### Set task
Convert the lines from the one containing "indicate the car body" through the final line of the items, both included, into a numbered list. Leave out any blank lines.

[Items contained in a dataset]
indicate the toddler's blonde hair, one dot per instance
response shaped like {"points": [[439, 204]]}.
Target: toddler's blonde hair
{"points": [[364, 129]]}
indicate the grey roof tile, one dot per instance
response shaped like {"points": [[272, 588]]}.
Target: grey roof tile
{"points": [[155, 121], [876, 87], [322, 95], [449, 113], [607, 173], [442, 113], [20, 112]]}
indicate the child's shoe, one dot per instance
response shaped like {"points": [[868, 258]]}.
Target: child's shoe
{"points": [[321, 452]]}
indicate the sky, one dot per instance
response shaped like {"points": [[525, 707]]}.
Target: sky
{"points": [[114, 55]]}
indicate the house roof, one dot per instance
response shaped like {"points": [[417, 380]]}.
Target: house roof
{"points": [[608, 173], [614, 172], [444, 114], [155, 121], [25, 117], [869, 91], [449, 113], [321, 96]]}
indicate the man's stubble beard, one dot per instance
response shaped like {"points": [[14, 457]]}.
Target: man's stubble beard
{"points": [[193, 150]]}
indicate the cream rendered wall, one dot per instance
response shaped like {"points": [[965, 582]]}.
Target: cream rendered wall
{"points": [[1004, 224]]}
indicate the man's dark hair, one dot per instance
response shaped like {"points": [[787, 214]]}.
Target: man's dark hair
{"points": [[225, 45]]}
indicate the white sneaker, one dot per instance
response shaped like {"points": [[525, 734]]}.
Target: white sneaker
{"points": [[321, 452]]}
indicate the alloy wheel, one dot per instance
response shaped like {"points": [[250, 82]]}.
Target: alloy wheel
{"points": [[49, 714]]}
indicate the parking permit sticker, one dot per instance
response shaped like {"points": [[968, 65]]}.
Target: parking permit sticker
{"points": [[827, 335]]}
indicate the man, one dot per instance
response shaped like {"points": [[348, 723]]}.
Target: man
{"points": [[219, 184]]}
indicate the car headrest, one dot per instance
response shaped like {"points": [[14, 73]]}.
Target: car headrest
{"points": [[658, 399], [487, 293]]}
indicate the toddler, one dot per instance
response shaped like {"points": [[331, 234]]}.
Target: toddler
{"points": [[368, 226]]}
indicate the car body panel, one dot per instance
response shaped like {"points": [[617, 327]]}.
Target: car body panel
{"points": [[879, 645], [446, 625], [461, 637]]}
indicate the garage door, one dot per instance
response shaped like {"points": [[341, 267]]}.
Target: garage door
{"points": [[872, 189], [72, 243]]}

### Reply
1. indicate the car body panel, one dot per instance
2. response shaped like {"points": [[617, 327]]}.
3. Target: car body panel
4. {"points": [[879, 645], [446, 625], [461, 637]]}
5. indicate the garage door, one dot per instance
6. response shaped like {"points": [[341, 267]]}.
7. Target: garage door
8. {"points": [[872, 189], [72, 243]]}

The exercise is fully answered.